* **TRY IT**: The data that follows is to be copied exactly, with each image removed.

* **ENTRIES SHOWN**:
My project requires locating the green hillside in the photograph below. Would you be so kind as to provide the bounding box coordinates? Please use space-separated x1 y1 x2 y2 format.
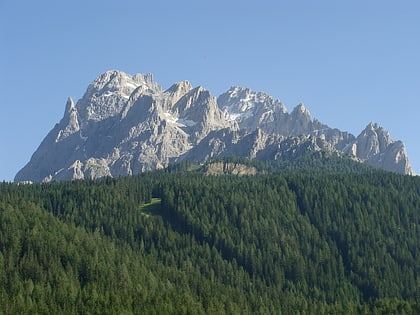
1 161 420 314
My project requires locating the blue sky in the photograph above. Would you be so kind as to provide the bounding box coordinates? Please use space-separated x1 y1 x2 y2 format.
1 0 419 181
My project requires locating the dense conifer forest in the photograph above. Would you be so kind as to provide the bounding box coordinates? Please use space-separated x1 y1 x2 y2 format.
1 156 420 314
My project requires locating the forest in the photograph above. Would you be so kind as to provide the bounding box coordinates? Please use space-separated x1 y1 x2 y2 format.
1 156 420 314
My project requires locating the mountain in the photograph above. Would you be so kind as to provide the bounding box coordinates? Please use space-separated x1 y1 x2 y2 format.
15 70 414 182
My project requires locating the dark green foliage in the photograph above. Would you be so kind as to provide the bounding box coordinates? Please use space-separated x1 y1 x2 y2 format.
1 161 420 314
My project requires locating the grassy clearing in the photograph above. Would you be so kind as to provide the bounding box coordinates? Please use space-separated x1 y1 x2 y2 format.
139 198 162 217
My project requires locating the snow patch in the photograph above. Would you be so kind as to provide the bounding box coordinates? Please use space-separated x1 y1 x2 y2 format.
163 112 197 127
223 108 254 122
178 118 197 127
103 91 116 97
163 112 177 124
125 81 140 89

* **ANSWER FOR THE TASK**:
My project requires locating the green hillside in the photograph below. Would you be so kind as to provide the bounding box coordinates? Please use space-separated x1 y1 x2 y2 format.
1 161 420 314
My project requires locating the blue sky in the photograph above. Would you be so kind as to provide the bounding box coordinates? Please use space-separated x1 y1 x2 y2 format.
1 0 419 181
My project requires locating the dense conifer forest in the photograph above. Would you be so kind as to provide the bounding box coordinates? Please use space-separated x1 y1 x2 y2 format.
1 156 420 314
My project requires locating the forest in the photograph above. Would you be so kind as to provide the bounding box coordinates? Please use space-separated x1 y1 x2 y2 format.
1 156 420 314
My project requires locating the mountain in the photograph above. Would you be so kind as to provide the bounding box coordinates? Please use space-separated x1 y1 x2 y2 format.
15 70 414 182
My project requires locating the dark green foliage in the photograph above. Would you be so kind as to provide the bounding box coordinates? Please use space-separated x1 y1 x2 y2 format.
1 161 420 314
My project requires locating the grassy clearing in the photograph above. Would you be so kind as to provide the bounding box coordinates? Please use space-separated x1 y1 x2 y2 format.
139 198 162 217
My project requires locating the snow patch in the photograph above. Would you be so kind as to provide the bounding box coordinates? Please use space-separated x1 y1 x2 y2 format.
163 112 197 127
223 108 254 122
178 118 197 127
103 91 116 97
163 112 177 124
125 81 140 89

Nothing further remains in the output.